Prepare to unload upon me as the single least knowledgable engine mechanic in this series. I need someone to explain (small words will probably help) what I am looking at. I'm learning, but operate at a relative toddler level.

 

Miata with an NA 1.8 engine. Leaking some oil from an undisclosed place during Thompson. Engine compression is surprisingly good for a swapped engine of unknown mileage. And it had just finished its third race weekend for me, a 12 hour race, running as well at the end as it did at the beginning.

 

I put some UV die into the oil and ran it to try locate the leak(s) source. Specs of die starting showing up where coolant should be. Drained the system... sure enough there is some oil getting into my water. No milkshake on the oil side... it doesn't appear that water was in the oil system.

 

Great. My first head gasket job. Have to learn how to do it.

 

I pulled the head, cleaned off the deck. Definitely carbon buildup on the pistons. Cleaned off the Head. Found that one of these is not like the others. There is roughness/protrusions/pitting on cylinder 2. And the valves don't look as happy as the others either. I have attached a picture of the bad and the neighboring cylinder for comparison. While I don't believe this would affect the head gasket seating,  I'm sure it isn't good. What am I looking at and how/should I address it?

* **Aim**
From the post, list in order each thing the writer did to the engine to find and deal with the oil leak.

* **Recorded data**
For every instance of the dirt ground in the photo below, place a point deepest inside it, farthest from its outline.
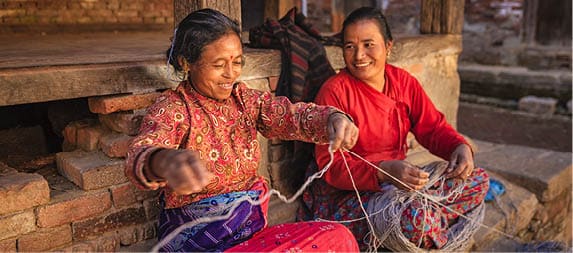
(505, 126)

* **Solution to this exercise**
1. Put some UV die into the oil
2. Ran it to try to locate the leak's source
3. Drained the system
4. Pulled the head
5. Cleaned off the deck
6. Cleaned off the head